Exercise description: Rewrite the records below with "broadcast frame" changed to "match footage" throughout, leaving everything else as it is.
=== Input data ===
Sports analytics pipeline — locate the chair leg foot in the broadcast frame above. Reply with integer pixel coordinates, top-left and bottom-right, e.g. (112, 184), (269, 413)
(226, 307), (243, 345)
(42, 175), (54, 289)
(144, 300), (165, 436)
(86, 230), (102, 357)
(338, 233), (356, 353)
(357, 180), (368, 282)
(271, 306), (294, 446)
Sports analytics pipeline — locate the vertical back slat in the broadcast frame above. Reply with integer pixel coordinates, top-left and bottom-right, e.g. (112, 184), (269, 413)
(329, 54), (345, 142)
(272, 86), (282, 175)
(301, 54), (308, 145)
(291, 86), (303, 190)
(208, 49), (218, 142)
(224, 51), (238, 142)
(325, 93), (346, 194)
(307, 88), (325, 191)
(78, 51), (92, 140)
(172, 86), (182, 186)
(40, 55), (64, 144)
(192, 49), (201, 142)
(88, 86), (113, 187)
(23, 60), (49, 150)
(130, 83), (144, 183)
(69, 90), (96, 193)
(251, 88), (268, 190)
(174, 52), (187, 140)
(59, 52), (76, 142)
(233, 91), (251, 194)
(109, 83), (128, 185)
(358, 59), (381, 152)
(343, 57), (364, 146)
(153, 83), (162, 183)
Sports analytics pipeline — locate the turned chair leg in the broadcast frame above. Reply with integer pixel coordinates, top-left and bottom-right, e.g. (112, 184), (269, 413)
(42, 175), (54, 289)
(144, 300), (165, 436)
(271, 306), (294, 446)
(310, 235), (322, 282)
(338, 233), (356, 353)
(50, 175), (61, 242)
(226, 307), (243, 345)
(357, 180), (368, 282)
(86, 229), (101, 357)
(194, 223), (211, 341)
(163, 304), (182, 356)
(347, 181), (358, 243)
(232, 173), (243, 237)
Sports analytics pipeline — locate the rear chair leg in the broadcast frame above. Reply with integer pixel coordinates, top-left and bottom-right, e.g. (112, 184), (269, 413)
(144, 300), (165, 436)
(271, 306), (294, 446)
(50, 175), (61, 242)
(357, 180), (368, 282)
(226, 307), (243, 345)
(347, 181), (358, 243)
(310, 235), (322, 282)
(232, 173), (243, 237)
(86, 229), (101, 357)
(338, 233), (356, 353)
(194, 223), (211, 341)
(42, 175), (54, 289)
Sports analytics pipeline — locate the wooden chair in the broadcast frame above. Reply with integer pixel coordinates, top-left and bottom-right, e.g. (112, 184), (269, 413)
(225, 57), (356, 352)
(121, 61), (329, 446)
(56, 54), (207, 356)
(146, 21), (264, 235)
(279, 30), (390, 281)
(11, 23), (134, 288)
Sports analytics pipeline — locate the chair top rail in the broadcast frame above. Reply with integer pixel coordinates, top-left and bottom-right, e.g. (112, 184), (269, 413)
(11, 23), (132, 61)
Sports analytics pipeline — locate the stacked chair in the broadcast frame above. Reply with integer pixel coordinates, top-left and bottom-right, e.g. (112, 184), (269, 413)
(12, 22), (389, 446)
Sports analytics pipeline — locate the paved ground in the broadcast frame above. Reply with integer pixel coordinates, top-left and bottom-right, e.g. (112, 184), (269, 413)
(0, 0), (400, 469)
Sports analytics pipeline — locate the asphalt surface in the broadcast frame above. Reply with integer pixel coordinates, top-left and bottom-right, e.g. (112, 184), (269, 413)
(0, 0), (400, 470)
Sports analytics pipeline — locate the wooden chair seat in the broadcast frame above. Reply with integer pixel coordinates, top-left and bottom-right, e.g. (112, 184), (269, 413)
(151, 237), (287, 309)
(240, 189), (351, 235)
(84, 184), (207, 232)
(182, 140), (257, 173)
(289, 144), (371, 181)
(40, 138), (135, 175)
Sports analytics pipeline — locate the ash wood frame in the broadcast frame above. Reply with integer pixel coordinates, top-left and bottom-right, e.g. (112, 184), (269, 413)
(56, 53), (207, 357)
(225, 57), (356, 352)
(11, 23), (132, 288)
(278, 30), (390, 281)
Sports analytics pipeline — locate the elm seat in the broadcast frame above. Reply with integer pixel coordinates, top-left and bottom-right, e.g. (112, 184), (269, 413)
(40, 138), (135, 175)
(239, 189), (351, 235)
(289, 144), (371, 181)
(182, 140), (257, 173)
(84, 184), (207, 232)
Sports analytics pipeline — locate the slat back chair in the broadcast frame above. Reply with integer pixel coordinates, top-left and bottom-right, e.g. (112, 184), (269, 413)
===
Correct output:
Sports analytics pipeline — locate the chair leg foot in the match footage above. Reply with integer pixel coordinates, top-left and bottom-right, e.g. (112, 184), (269, 413)
(226, 307), (243, 345)
(42, 175), (54, 289)
(144, 300), (165, 436)
(86, 230), (102, 357)
(338, 233), (356, 353)
(357, 180), (368, 282)
(271, 306), (294, 446)
Sports analytics pipeline — locate the vertical back slat in the match footage above. Reply with integer pixel coordinates, top-left and bottom-right, e.g. (112, 184), (269, 413)
(329, 54), (345, 142)
(272, 86), (282, 175)
(301, 54), (308, 145)
(291, 86), (303, 190)
(208, 49), (218, 142)
(224, 51), (238, 142)
(325, 93), (346, 194)
(307, 88), (325, 191)
(78, 51), (92, 140)
(172, 86), (182, 186)
(40, 55), (64, 144)
(192, 49), (201, 142)
(88, 86), (113, 187)
(23, 60), (49, 150)
(130, 83), (144, 183)
(69, 90), (96, 193)
(251, 88), (268, 190)
(174, 52), (187, 140)
(59, 52), (76, 142)
(233, 91), (251, 194)
(109, 83), (128, 185)
(358, 59), (381, 152)
(343, 57), (364, 146)
(153, 83), (162, 183)
Sports analytics pipeline — locate the turned chair leg in the match footage above. Reply with integer pixel coordinates, top-left and bottom-right, e.g. (112, 184), (269, 413)
(42, 175), (54, 289)
(144, 300), (165, 436)
(271, 306), (294, 446)
(310, 235), (322, 282)
(338, 233), (356, 353)
(50, 175), (61, 242)
(226, 307), (243, 345)
(357, 180), (368, 282)
(86, 229), (101, 357)
(194, 223), (211, 341)
(163, 304), (182, 356)
(347, 181), (358, 243)
(232, 173), (243, 237)
Sports analytics pipeline — locate the rear chair leg in the match footage above. Reply with integer pixel coordinates, top-left and bottom-right, e.g. (112, 184), (269, 413)
(144, 300), (165, 436)
(271, 306), (294, 446)
(50, 175), (61, 242)
(357, 180), (368, 282)
(226, 307), (243, 345)
(347, 181), (358, 243)
(310, 235), (322, 282)
(232, 173), (243, 237)
(86, 229), (101, 357)
(338, 233), (356, 353)
(194, 223), (211, 341)
(42, 175), (54, 289)
Sports analytics pipeline — locate the wooden chair in the match footage above. Reply with integer pixel coordinates, top-left and bottom-right, e.g. (112, 184), (269, 413)
(225, 57), (356, 352)
(121, 61), (329, 446)
(56, 54), (207, 356)
(146, 21), (264, 235)
(279, 30), (390, 281)
(11, 23), (134, 288)
Sports analytics pipeline — locate the chair top rail in the match footage above. Reply with integer pixel coordinates, top-left and bottom-right, e.g. (112, 184), (269, 413)
(11, 23), (132, 61)
Sports analytics pipeline — locate the stacked chair in the match footage above. Reply with integer pixel coordinates, top-left and bottom-right, e.g. (112, 184), (269, 413)
(12, 22), (389, 446)
Sports analytics pipeline — locate the paved ground in the match footage above. Reply with integer pixel coordinates, top-left and bottom-right, e.g. (112, 184), (269, 413)
(0, 0), (400, 469)
Sports analytics pipeline — locate the asphalt surface in the match footage above. Reply with integer pixel coordinates, top-left and bottom-right, e.g. (112, 184), (269, 413)
(0, 0), (400, 470)
Sports analytics pipeline — locate the wooden chair seat in the match footage above. Reply with integer pixel coordinates, top-left and bottom-right, e.g. (112, 184), (269, 413)
(151, 237), (287, 309)
(240, 189), (351, 235)
(84, 184), (207, 232)
(182, 140), (257, 173)
(289, 144), (371, 181)
(40, 138), (135, 175)
Sports analytics pipeline — locate the ash wood frame in the match footage above. Reply with integer pixel coordinates, top-left and bottom-right, e.g. (112, 184), (269, 413)
(56, 53), (207, 357)
(225, 57), (356, 352)
(11, 23), (132, 288)
(278, 30), (390, 281)
Sports analytics pipeline — locate the elm seat in the match footage above. Reply with integer pixel coordinates, top-left and bottom-right, e.g. (112, 184), (269, 413)
(40, 138), (135, 175)
(239, 189), (351, 235)
(289, 144), (371, 181)
(182, 140), (257, 173)
(84, 184), (207, 232)
Sports analytics pipeline — locate the slat back chair in the match footage above. Reply with integer pixel coordinates, top-left and bottom-right, e.g. (112, 184), (269, 413)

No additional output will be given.